BEGIN EXCERPT

Teaching Learning Technology

From UBC Wiki

Discussion Questions

  • What technology tools have you used?
  • How were these tools used?
  • Did this work for you as a learner? Why or why not?
  • What principles of learning might have been considered more carefully? Why?

Examples of Technology Tools

  • Clickers - Student Response Systems or simply "Clickers" are wireless handheld devices that allow students to respond to classroom polls and quizzes, regardless of class size. Explore deeper with the Clicker Toolkit.
  • ePortfolios - are online collections of your work that allow you and your students to demonstrate your skills and interests to diverse audiences. Highly customizable, e-portfolios allow you to assemble subsets of your work to present to instructors, potential employers and others via login. Explore deeper with the ePortfolio Toolkit.
  • LMS - Learning Management System - is an information system that allows you to present a wide variety of instructional materials (text, audio, video, etc.), interact with students, facilitate peer-to-peer interaction and manage grades, all within a secure environment. UBC is moving from WebCT Vista to Blackboard, More about the LMS project. Other LMS tools include, Sakai, Moodle.
  • Wimba Classroom - is a web-based meeting tool that allows you to teach classes online in real-time. Features include chat, audio, video, content display, application sharing, whiteboard and polling. Wimba Classroom can be used inside and outside WebCT Vista. Explore deeper with the Wimba Classroom Toolkit. Note that UBC is moving from Wimba Classroom to Blackboard Collaborate.

END EXCERPT

● TASK STATEMENT
Continue the UBC Wiki page on teaching learning technology from where it ends.

BEGIN INPUT DATA

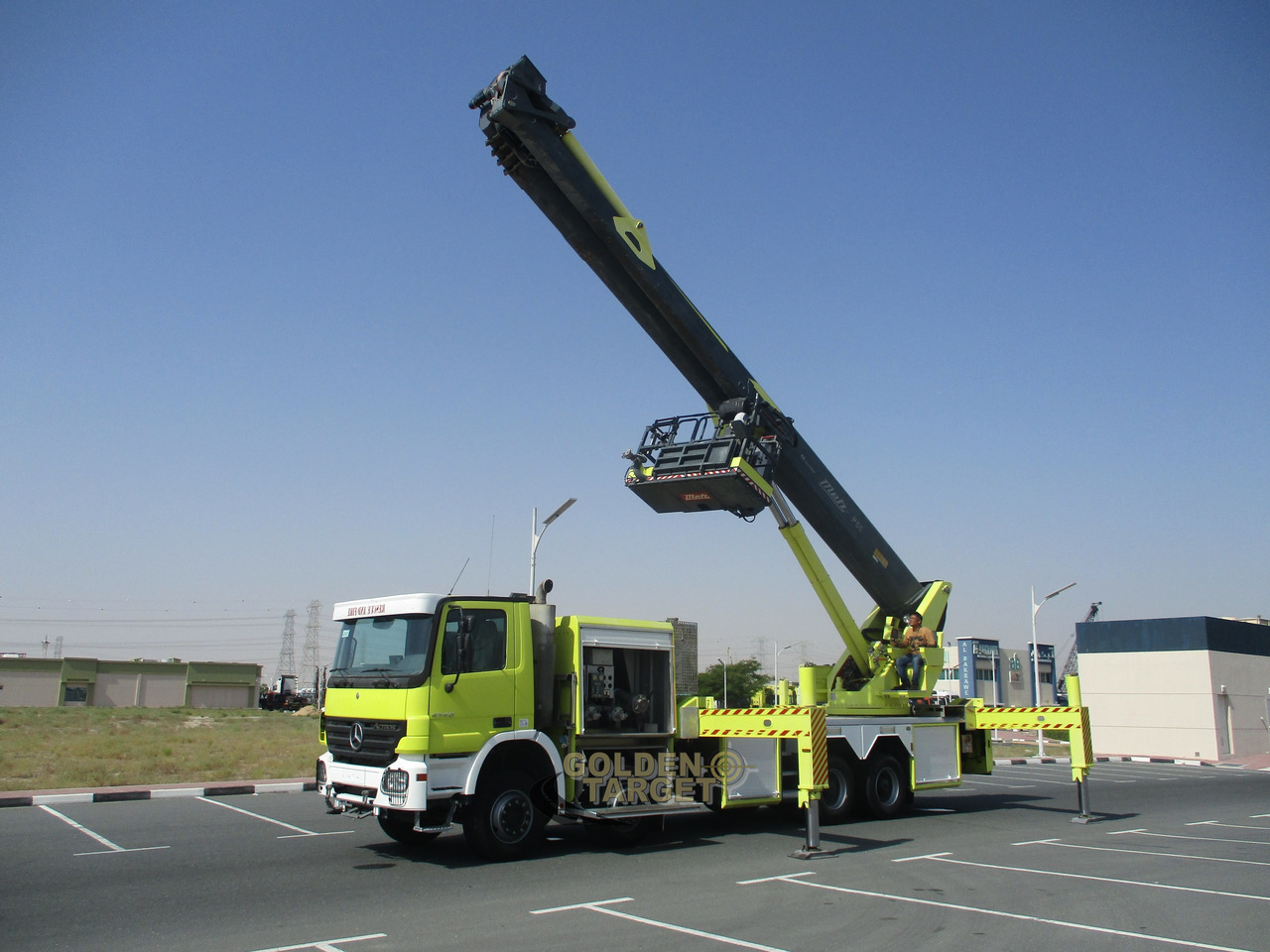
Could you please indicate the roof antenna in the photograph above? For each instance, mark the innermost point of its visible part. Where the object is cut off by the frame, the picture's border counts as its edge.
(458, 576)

END INPUT DATA
BEGIN INPUT DATA

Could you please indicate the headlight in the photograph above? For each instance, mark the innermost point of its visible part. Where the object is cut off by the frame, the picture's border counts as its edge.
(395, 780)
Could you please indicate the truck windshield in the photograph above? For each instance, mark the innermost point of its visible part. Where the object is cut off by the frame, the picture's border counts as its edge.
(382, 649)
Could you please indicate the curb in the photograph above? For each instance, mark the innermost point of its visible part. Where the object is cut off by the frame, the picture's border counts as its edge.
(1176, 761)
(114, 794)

END INPUT DATA

● RESULT
  • Student Peer Review - Student peer review is a process modeled after scholarly peer review. Students are asked to submit work (typically written) and then evaluate the work of their peers. UBC has access to three systems: Calibrated Peer Review (CPR), iPeer, and Turnitin's PeerMark. Explore deeper with the Student Peer Review Toolkit
  • Wikis - A wiki is a collaborative website which can be directly edited by anyone with access to it. UBC has a CWL-enabled site http://wiki.ubc.ca A great resource is 7 Things You Should Know About Wikis. Explore deeper with the Wiki Toolkit
  • Blogs - Weblogs offer a means to narrate your work online. Hundreds of webloggers at UBC are exploiting the simplicity and flexibility of their tools for a wide range of uses: instructors use them to communicate with their students, researchers track their progress and communicate with peers around the world, and project managers post updates and documents. UBC offers blogs at http://blogs.ubc.ca or you can user external sites like http://www.wordpress.com or http://www.blogger.com/ Explore deeper with the Blogs Toolkit
  • RSS - is a family of web feed formats used to publish frequently updated content such as blog entries, news headlines and podcasts in a standardized format. A RSS document, called a web feed, contains either a summary of content from an associated website or the full text. RSS makes it possible for people to keep up with websites in an automated manner.
  • Audio/Video Tools - these tools, and other digital collections and resources, are increasingly engaging, timely and relevant ways to deliver and/or supplement course content. Just a few examples: Rap Guide to Evolution ; Regulatin' Genes YouTube video ; DNA Replication YouTube video Explore our Video Basics Toolkit.
  • Podcasts - An audio or video file that is made available on the Internet for download and playback using a computer or a mobile device such as an Ipod. UBC example: AGRO 490 More information: 7 Things you Should Know About Podcasting or dig deeper with the Podcasting Toolkit
  • Simulations - programs that imitate real life phenomena, systems or environments. A few examples: Virtual Biology Labs (Rutgers); Virtual Soils Processes Project Phet: Physical Science Simulations: University of Colorado.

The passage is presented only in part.